Direction:
Copy every one of the following records word for word, keeping each line unchanged.

Extracted material:
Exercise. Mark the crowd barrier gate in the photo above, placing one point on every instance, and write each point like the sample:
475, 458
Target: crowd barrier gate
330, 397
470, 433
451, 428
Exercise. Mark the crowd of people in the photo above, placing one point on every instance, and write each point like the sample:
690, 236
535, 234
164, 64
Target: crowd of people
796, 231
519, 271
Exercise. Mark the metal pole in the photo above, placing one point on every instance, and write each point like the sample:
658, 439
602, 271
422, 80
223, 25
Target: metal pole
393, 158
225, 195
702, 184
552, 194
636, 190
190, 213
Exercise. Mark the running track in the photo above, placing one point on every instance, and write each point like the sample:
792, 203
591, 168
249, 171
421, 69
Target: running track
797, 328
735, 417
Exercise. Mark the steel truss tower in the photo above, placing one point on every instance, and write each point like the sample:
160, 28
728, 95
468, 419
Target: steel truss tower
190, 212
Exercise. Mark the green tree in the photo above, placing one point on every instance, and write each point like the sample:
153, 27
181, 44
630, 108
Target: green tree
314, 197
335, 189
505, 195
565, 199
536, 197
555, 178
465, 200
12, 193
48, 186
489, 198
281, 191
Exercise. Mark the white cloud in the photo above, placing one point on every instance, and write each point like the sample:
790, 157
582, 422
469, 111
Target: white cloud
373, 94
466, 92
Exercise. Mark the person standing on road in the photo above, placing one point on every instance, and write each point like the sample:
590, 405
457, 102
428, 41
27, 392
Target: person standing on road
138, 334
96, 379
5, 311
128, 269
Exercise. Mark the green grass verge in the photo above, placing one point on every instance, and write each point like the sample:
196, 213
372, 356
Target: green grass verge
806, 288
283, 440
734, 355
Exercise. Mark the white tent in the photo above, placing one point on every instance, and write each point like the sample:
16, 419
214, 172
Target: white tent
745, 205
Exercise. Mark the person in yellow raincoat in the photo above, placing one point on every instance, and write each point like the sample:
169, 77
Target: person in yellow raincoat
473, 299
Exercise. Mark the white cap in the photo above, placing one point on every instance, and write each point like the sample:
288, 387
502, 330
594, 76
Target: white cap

Full solution:
Exercise. Mark the crowd barrier gate in the photo above, placing one point on every instance, and write each point like the sample:
475, 458
Target: crowd barrier gate
330, 397
470, 433
451, 428
Exercise. Mark the crowd of people in the photo above, placing one point on every instance, and write each point like the sample:
690, 236
535, 234
164, 64
Target: crowd of people
796, 231
519, 271
Exercise. Mark the metal pole in the photo above, placing one point on every instance, and write each point like the sample:
658, 439
602, 271
422, 80
223, 25
Target: metal pole
393, 158
225, 195
702, 184
552, 194
636, 190
190, 213
Exercise. Mark the running track in the photo above, placing one point on every instance, and write each point like the sample:
792, 203
591, 168
249, 171
421, 69
Target: running track
797, 328
735, 417
Exercise. Mark the steel truss tower in the photo above, placing one point on every instance, and write each point like the sample:
160, 28
728, 95
468, 419
Target: steel truss tower
190, 212
Exercise. Mark the green tree in the photo above, placing one point on every instance, and write each point like the sample:
153, 27
181, 44
630, 108
Target: green tree
314, 197
335, 189
505, 195
565, 199
536, 197
555, 178
465, 200
12, 193
48, 186
489, 198
281, 191
Exercise. Mark the white cloud in the photo above, placing one point on every instance, and write each point like the sample:
790, 157
582, 422
469, 111
Target: white cloud
373, 94
466, 92
Exercise. Mark the person standing on road in the photo above, placing one point on every instance, and write each point like the sample:
590, 405
457, 102
428, 41
27, 392
Target: person standing on road
138, 334
96, 379
5, 311
128, 269
Exercise. Mark the green grass verge in the photo above, placing one point on every instance, and write each point like the sample:
196, 213
372, 356
Target: green grass verge
806, 288
283, 440
734, 355
Exercise. Mark the white tent in the photo above, placing one point on every instance, and write each point like the sample:
16, 419
214, 172
Target: white tent
745, 205
Exercise. Mark the person in yellow raincoat in the photo above, placing one point on every instance, and write each point like the sample:
169, 77
Target: person in yellow raincoat
473, 299
Exercise. Mark the white cap in the photo above, placing one point on every instance, and write each point like the sample:
288, 387
502, 330
594, 76
Target: white cap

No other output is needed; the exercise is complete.